Text under study =>

- Opening Delimiter -

During her playing career, Judy Devlin won 83 national and international titles. She played at No. 1 singles and No. 1 doubles on U.S. Uber Cup teams that captured world championships in 1957, 1960, and 1963. She once told Sports Illustrated of her skills in the early ’60s, “It was like a dream. They used to serve, [I’d] hit one back and I’d make a point. They just couldn’t get to anything.”
Master of Education Program Class of 1971
Warren Dorsey always knew education was important—his mother’s most cherished dream for her children. His began in 1926 in a one-room schoolhouse in rural Maryland, the only school for Black children in the community. But he didn’t learn to read until 1931, when Dorsey moved to a larger school with a small library. He read everything, and a world bloomed in his mind. His education continued at Morgan College, a historically Black college in Baltimore, now Morgan State University, and he studied microbiology. He worked as a microbiologist for 25 years before retiring.

- Closing Delimiter -

Extracted material =>
- Opening Delimiter -

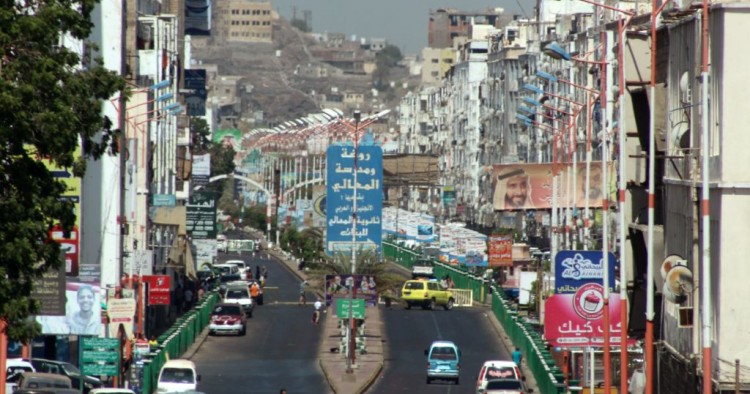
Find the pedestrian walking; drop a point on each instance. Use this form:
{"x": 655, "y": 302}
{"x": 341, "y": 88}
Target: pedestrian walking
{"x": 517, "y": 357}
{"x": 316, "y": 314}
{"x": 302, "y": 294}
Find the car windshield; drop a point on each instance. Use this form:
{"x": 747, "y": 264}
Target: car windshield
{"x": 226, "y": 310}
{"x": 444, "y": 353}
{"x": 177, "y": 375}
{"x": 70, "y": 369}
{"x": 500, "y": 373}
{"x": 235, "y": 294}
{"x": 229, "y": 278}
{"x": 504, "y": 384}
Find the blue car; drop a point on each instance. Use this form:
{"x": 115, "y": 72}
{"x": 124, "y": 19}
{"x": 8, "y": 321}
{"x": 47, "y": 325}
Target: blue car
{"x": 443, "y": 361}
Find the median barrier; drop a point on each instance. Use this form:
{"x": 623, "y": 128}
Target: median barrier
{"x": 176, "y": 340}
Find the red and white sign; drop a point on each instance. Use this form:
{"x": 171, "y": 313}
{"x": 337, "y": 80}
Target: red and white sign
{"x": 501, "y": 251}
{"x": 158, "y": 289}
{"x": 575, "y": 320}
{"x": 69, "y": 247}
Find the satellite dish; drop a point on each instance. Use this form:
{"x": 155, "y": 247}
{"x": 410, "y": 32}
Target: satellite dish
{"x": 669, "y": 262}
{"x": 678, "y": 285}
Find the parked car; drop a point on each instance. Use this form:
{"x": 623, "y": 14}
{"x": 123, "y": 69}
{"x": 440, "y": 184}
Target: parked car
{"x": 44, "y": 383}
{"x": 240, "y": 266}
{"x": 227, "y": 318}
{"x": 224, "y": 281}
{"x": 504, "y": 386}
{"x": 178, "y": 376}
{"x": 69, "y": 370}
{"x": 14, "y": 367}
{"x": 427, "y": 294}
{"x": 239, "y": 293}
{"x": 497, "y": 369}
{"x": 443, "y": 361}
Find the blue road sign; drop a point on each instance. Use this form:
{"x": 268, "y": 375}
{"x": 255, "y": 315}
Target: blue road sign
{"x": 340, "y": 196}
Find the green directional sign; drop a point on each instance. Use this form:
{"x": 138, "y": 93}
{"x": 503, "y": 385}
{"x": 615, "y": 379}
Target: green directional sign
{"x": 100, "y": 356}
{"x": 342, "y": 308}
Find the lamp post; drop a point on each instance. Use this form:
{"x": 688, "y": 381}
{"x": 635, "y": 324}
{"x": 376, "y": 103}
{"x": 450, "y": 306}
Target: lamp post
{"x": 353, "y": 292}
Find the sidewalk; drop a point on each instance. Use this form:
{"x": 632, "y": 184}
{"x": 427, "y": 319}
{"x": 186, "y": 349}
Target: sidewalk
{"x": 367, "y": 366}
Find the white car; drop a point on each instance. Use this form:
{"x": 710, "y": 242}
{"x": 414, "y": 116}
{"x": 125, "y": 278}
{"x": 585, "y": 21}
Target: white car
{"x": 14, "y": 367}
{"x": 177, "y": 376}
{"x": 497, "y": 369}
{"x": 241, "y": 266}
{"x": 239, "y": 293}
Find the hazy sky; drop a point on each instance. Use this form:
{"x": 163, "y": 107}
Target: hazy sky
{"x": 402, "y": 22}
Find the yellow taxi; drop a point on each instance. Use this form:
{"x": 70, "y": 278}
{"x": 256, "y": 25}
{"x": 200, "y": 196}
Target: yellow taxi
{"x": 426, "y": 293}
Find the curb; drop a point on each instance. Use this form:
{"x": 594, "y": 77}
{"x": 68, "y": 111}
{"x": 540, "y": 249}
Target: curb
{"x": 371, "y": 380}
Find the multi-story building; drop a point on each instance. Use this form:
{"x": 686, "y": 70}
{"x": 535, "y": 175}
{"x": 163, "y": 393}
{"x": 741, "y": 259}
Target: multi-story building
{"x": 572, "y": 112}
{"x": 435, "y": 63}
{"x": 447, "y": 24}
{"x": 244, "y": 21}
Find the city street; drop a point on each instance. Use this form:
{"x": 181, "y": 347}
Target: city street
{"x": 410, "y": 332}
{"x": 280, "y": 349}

- Closing Delimiter -

Requirement 1 => In the biographical text, how many national and international titles did Judy Devlin win?
Requirement 2 => Echo the biographical text, everything from "Master of Education" down to "years before retiring.".

Answer box 1 => 83

Answer box 2 =>
Master of Education Program Class of 1971
Warren Dorsey always knew education was important—his mother’s most cherished dream for her children. His began in 1926 in a one-room schoolhouse in rural Maryland, the only school for Black children in the community. But he didn’t learn to read until 1931, when Dorsey moved to a larger school with a small library. He read everything, and a world bloomed in his mind. His education continued at Morgan College, a historically Black college in Baltimore, now Morgan State University, and he studied microbiology. He worked as a microbiologist for 25 years before retiring.